▶ [Text shown]
• • • • • • •

One Missed Call

Remember that period a few years ago where it seemed like every movie at the multiplex was a PG-13 remake of a Japanese horror flick? Well, if you thought that trend was over, you were wrong. DEAD WRONG.

“One Missed Call” is the latest, based on a 2003 thriller called “Chakushin ari” that was directed by Japan’s most twisted and brutal filmmaker, Takashi Miike (“Audition,” “Ichi the Killer”). I haven’t seen it, but one can only assume that the new version, by French director Eric Valette and American novelist Andrew Klavan (“Don’t Say a Word”), has been watered down in the usual ways: less blood, more beautiful people, a greater focus on appealing to the 16-year-old target audience.

All of which is fine, as long as the scariness remains. Alas, for the most part, it does not.

The setting is an unnamed college in an unnamed city, where psychology student Beth Raymond (Shannyn Sossamon) suddenly finds herself surrounded by death. Friends and acquaintances are getting voice mails sent from dead friends’ phones, date-and-time-stamped two days in the future, and in these messages they hear themselves dying. Sure enough, when the time indicated in the voice mail arrives, some dreadful accident befalls them and death ensues.

Beth sees a connection in all these apparently “accidental” deaths, and she finds a police detective named Jack Andrews (Edward Burns) who believes her — largely because his own sister died the same way, one of the early links in this deadly game of phone tag. Jack and Beth set out to discover what supernatural force is responsible for it all, eager to do so before they start getting calls from their future selves, too. Perhaps they’re also hurrying to stave off copyright lawsuits from the makers of “The Ring.”

In the middle of all this is a strange, semi-comic diversion in which Beth’s marked-for-death friend Taylor (Ana Claudia Talancón) is approached by a TV producer (Ray Wise) who believes his show, “American Miracles,” can help her. Beth learns by way of a TV promo that Taylor has decided to go through with it and is now downtown at a Catholic church having her cell phone exorcised; luckily the episode is airing live (which is always the case in movies but seldom in real life), giving Beth and Jack time to show up and witness what happens next.

• • • • • • •

▶ [Data shown]

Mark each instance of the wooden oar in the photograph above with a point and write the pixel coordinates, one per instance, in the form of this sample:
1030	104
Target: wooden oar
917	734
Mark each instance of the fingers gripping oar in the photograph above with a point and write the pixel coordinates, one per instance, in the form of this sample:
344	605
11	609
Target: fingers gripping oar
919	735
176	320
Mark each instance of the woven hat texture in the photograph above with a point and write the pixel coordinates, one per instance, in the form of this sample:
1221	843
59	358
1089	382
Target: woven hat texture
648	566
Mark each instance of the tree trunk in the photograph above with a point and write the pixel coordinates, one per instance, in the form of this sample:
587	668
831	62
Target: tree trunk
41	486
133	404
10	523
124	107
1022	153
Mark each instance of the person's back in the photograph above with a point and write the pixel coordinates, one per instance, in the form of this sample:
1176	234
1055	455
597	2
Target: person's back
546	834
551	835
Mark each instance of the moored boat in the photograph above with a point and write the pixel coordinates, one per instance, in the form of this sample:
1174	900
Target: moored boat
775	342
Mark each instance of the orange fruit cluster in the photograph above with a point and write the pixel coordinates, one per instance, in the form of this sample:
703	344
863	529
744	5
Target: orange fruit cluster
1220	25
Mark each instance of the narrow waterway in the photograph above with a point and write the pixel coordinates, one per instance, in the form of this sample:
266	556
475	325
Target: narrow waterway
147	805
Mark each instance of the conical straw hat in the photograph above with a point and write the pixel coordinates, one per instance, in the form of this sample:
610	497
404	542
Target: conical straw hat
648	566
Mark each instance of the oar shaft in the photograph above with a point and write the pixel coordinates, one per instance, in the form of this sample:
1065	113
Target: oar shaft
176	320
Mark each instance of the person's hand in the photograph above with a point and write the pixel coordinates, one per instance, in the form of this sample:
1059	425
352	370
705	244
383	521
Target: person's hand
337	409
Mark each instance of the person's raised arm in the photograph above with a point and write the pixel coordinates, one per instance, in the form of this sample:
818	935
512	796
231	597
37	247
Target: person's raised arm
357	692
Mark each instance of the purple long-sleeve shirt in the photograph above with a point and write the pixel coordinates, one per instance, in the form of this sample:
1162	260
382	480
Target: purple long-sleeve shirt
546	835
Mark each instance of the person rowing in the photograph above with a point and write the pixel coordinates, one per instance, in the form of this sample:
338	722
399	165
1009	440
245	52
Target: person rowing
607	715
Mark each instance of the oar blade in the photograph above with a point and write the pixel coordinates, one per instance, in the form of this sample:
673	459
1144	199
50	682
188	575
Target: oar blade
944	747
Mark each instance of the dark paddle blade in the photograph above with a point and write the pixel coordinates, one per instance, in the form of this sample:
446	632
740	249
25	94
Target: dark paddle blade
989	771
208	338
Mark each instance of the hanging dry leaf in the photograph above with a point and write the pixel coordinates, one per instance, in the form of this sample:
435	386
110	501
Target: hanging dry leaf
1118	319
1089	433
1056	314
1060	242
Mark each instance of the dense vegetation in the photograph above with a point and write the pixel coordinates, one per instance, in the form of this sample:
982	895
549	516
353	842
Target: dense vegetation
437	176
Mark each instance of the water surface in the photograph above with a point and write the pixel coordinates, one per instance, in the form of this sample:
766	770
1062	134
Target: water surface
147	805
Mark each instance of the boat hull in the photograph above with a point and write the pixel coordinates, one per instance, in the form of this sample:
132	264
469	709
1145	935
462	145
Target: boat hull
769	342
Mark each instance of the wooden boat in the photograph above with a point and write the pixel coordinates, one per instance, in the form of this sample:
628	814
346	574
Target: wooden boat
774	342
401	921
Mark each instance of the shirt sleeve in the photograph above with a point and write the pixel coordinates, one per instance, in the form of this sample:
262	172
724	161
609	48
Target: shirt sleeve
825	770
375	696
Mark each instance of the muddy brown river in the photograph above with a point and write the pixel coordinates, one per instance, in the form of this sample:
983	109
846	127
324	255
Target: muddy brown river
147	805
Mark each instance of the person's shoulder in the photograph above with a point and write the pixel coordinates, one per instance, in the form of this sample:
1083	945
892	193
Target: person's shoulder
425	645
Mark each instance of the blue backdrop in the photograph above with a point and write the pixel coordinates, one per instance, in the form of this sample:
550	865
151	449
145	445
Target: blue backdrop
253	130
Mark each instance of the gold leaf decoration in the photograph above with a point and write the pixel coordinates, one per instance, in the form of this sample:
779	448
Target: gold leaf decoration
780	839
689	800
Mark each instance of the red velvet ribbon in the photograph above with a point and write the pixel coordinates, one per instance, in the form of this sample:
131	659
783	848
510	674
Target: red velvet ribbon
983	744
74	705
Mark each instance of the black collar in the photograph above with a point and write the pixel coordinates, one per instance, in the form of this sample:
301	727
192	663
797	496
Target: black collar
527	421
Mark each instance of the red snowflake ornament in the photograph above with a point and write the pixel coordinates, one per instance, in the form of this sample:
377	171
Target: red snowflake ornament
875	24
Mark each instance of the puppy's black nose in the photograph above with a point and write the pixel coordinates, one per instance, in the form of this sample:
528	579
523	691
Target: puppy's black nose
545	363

• • • • • • •

▶ [Activity list]
- a) Return everything in the review from "The setting is" down to "and death ensues.".
- b) Which actors does the review name in parentheses after the characters they play?
- c) Extend the review of "One Missed Call" from the point where it stops.
The records are separate material and have nothing to do with the review.

▶ [Task answers]
- a)
The setting is an unnamed college in an unnamed city, where psychology student Beth Raymond (Shannyn Sossamon) suddenly finds herself surrounded by death. Friends and acquaintances are getting voice mails sent from dead friends’ phones, date-and-time-stamped two days in the future, and in these messages they hear themselves dying. Sure enough, when the time indicated in the voice mail arrives, some dreadful accident befalls them and death ensues.

- b) Shannyn Sossamon, Edward Burns, Ana Claudia Talancón, Ray Wise

- c)
A few scenes in the film achieve actual creepiness, notably one set in a burned-out hospital, where Beth’s panic and edginess are palpable — or, I should say, where the panic and edginess of the situation are palpable; Shannyn Sossamon’s flat performance does not contribute. But while most films of this genre feature a false climax followed by calm, followed by the real climax, this one allows way too much time to pass in between those two high points. You think, OK, that was the false climax, so it should be ending for real pretty soon, wrapping things up, any minute now, let’s get to the final scare, we’re waitin’ for it … and, OK, finally, there it is, thank you, wow, that took forever, let’s go home.

The film is just 87 minutes, yet it feels padded, first with Taylor’s subplot, then with Beth’s flashbacks to her irrelevant childhood, where some trauma evidently made her deathly afraid of peepholes. (I’m serious.) Other details are unintentionally funny, including the hallucinations people have when they’re about to die (evil dead baby holding a cell phone, anyone?) and Taylor’s inexplicable Spanish accent that causes her to say, in response to something eerie, “Now I’m really cripped out.”

There will surely be worse horror films released in 2008, possibly even in the month of January. “One Missed Call” is more useless than bad, the type of thing that will divert your attention for an hour and a half but will probably not leave you feeling very cripped out.

C (1 hr., 27 min.; PG-13, a little profanity, some grisly/creepy images, some fairly strong violence.)